━━━ GIVEN INFORMATION ━━━

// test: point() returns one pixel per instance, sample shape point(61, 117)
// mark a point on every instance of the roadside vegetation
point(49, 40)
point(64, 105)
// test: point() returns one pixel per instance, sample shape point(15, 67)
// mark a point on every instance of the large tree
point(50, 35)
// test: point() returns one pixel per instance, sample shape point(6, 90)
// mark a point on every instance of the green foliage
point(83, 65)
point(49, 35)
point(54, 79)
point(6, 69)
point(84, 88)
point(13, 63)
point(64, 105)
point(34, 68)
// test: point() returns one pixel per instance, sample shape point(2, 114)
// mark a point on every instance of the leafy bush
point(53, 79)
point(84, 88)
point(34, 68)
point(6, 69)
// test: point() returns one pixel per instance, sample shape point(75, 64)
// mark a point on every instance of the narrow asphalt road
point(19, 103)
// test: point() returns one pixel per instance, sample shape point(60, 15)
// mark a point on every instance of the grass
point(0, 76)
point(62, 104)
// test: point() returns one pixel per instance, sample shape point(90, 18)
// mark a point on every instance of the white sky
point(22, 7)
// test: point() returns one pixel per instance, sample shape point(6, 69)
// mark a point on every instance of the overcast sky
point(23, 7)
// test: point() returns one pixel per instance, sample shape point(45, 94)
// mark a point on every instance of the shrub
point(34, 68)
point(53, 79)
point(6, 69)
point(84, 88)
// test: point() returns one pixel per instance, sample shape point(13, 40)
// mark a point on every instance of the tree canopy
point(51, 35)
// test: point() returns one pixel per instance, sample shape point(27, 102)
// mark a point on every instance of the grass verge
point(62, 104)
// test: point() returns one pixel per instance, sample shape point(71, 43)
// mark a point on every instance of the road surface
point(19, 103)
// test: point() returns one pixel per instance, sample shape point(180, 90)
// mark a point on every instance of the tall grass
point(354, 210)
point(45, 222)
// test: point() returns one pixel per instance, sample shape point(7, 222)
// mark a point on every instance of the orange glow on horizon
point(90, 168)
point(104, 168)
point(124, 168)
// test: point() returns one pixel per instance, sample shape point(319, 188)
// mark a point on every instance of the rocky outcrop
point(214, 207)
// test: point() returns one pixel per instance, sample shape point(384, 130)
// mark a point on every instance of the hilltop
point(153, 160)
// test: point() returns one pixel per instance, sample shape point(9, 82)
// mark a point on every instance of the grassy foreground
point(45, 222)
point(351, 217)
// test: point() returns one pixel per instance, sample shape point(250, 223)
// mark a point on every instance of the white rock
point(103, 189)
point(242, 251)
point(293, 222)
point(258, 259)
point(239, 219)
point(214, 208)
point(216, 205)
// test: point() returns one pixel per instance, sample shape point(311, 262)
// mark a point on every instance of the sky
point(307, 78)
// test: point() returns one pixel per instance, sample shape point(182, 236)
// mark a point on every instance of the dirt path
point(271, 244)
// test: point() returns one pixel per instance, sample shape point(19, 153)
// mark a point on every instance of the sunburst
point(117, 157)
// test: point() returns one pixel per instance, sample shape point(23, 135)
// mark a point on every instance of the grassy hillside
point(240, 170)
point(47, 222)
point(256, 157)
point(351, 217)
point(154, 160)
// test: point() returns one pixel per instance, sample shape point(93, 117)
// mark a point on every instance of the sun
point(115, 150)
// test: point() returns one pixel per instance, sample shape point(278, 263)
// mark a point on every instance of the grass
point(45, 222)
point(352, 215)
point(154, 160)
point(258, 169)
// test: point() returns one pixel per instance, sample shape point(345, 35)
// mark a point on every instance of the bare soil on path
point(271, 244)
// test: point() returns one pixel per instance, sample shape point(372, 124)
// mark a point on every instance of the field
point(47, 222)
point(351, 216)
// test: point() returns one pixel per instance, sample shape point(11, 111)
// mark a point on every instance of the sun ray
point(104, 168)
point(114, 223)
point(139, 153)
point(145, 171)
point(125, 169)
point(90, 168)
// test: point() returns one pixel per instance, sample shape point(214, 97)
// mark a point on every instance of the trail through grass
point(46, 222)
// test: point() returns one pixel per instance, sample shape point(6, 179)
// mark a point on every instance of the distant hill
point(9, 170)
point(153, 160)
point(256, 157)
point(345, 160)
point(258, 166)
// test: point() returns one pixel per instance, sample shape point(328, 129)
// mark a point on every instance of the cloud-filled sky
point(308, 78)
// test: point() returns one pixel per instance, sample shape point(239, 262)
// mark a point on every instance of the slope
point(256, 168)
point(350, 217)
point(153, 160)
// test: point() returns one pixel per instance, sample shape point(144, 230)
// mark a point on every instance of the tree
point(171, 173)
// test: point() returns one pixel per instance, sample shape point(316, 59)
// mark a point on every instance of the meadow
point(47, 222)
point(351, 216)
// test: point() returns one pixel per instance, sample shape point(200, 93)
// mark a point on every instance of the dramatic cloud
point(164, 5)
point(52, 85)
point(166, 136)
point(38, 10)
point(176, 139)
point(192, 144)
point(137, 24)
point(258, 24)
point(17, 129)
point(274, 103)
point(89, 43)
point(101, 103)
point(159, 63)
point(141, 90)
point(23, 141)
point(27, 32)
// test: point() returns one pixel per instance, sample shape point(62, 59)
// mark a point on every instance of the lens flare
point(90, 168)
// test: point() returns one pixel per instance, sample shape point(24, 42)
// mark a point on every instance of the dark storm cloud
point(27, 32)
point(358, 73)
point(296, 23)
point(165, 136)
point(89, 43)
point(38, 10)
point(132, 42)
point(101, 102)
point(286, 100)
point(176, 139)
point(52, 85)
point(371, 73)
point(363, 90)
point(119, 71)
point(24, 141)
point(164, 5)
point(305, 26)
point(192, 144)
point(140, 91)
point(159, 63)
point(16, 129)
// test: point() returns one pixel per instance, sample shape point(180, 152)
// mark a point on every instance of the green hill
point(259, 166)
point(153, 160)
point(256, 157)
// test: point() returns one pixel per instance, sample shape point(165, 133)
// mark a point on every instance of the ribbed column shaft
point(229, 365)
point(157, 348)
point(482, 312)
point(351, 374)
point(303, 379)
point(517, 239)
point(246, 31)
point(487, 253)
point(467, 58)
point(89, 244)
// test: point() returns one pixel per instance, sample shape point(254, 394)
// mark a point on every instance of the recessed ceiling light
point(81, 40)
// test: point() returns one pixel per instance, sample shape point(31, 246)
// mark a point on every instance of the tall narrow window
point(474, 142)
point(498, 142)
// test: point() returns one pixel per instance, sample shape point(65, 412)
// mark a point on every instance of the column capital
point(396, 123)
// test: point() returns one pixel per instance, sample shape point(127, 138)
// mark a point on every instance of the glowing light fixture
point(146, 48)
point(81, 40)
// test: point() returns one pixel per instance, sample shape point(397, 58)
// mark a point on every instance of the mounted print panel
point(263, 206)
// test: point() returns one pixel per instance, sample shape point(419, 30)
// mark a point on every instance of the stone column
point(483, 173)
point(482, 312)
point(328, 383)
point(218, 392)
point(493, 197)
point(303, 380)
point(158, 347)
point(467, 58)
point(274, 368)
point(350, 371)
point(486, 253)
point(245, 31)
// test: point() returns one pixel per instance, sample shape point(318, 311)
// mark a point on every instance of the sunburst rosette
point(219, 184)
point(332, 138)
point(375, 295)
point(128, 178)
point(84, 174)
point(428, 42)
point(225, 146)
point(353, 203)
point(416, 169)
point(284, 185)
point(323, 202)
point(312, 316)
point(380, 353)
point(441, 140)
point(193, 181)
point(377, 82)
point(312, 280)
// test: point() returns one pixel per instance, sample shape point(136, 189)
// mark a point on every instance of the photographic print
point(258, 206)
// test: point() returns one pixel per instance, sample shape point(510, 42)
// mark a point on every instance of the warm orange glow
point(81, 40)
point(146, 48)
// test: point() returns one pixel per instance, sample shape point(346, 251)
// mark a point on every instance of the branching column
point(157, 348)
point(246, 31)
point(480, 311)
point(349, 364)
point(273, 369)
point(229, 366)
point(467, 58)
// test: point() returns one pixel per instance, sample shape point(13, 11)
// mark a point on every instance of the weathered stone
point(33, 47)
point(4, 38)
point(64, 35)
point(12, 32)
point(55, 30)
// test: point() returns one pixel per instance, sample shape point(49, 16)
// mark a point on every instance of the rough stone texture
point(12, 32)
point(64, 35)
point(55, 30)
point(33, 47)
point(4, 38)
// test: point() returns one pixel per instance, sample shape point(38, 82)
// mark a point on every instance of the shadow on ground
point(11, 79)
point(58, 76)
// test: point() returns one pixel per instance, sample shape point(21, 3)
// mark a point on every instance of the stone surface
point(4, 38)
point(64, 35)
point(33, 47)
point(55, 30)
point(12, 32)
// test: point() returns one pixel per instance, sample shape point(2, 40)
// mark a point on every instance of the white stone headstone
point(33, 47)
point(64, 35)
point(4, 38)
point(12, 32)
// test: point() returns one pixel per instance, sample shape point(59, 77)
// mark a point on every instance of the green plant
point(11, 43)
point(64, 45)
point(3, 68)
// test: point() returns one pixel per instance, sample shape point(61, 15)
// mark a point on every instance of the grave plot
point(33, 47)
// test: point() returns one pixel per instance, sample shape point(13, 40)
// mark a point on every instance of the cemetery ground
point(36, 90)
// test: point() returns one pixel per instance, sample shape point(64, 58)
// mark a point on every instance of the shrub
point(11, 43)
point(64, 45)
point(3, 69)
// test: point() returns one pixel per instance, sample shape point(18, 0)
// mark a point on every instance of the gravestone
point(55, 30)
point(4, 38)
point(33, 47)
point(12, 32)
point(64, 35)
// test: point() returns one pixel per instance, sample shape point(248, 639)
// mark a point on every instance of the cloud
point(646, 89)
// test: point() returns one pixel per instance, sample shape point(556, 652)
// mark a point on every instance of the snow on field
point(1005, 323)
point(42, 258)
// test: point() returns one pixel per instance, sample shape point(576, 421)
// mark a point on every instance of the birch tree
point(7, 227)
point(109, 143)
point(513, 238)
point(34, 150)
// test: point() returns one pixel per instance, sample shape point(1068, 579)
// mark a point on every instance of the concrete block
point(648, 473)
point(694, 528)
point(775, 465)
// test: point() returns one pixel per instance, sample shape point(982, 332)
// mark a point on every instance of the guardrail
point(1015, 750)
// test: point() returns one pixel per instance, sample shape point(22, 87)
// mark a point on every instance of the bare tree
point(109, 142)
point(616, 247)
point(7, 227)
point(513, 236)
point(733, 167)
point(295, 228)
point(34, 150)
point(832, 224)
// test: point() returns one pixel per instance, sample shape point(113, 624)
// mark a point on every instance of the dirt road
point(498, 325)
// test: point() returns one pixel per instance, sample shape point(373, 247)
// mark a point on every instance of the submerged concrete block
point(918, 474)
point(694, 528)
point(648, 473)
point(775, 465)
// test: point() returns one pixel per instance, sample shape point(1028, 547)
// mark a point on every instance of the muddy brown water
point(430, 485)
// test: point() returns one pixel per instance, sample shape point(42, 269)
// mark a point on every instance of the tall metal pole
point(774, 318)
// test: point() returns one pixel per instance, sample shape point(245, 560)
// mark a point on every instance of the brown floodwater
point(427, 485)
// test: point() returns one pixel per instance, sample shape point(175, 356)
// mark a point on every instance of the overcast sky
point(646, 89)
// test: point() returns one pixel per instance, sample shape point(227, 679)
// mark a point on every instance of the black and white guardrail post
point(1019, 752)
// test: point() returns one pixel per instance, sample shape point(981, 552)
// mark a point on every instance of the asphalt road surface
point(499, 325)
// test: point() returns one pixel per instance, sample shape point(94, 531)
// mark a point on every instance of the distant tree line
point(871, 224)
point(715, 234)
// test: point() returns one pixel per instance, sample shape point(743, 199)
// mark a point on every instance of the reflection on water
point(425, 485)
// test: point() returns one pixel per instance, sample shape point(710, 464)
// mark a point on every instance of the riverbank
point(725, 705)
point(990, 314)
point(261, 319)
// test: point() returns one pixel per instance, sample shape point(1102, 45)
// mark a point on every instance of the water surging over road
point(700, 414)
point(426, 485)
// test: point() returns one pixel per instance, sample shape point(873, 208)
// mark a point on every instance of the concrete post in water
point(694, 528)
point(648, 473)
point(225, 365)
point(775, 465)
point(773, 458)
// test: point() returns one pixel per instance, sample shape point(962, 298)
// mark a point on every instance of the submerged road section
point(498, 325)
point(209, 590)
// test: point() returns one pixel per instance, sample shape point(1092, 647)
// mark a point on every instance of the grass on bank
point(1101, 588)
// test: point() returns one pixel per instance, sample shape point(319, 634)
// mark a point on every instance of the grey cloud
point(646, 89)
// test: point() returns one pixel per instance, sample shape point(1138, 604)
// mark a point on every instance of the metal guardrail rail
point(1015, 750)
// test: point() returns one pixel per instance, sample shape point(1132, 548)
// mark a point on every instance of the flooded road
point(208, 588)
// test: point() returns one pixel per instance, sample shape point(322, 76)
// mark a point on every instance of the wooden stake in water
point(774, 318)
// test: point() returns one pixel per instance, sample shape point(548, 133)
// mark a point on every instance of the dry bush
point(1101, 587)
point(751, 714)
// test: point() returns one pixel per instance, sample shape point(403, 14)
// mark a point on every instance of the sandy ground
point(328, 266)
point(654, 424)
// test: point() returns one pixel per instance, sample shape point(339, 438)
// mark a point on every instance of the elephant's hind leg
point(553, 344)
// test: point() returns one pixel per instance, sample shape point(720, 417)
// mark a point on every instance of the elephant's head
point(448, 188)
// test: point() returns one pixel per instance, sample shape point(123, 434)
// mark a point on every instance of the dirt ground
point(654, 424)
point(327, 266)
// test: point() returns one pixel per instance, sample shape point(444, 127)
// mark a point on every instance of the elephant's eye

━━━

GOAL.
Rewrite the lines from the line with "shape point(60, 15)" to the line with "point(124, 168)", switching "mark a point" to "place a dot" and leaving everything else unchanged. Give only those lines.

RESPONSE.
// test: point() returns one pixel per instance, sample shape point(60, 15)
// place a dot on every instance of the grass
point(0, 76)
point(62, 104)
// test: point() returns one pixel per instance, sample shape point(90, 18)
// place a dot on every instance of the white sky
point(22, 7)
// test: point() returns one pixel per instance, sample shape point(6, 69)
// place a dot on every instance of the overcast sky
point(23, 7)
// test: point() returns one pixel per instance, sample shape point(45, 94)
// place a dot on every instance of the shrub
point(34, 68)
point(53, 79)
point(6, 69)
point(84, 88)
// test: point() returns one pixel per instance, sample shape point(13, 40)
// place a dot on every instance of the tree canopy
point(51, 35)
// test: point() returns one pixel per instance, sample shape point(27, 102)
// place a dot on every instance of the grass verge
point(62, 104)
// test: point() returns one pixel per instance, sample shape point(71, 43)
// place a dot on every instance of the road surface
point(19, 103)
// test: point() returns one pixel per instance, sample shape point(180, 90)
// place a dot on every instance of the tall grass
point(354, 210)
point(45, 222)
// test: point() returns one pixel per instance, sample shape point(7, 222)
// place a dot on every instance of the orange glow on horizon
point(90, 168)
point(104, 168)
point(124, 168)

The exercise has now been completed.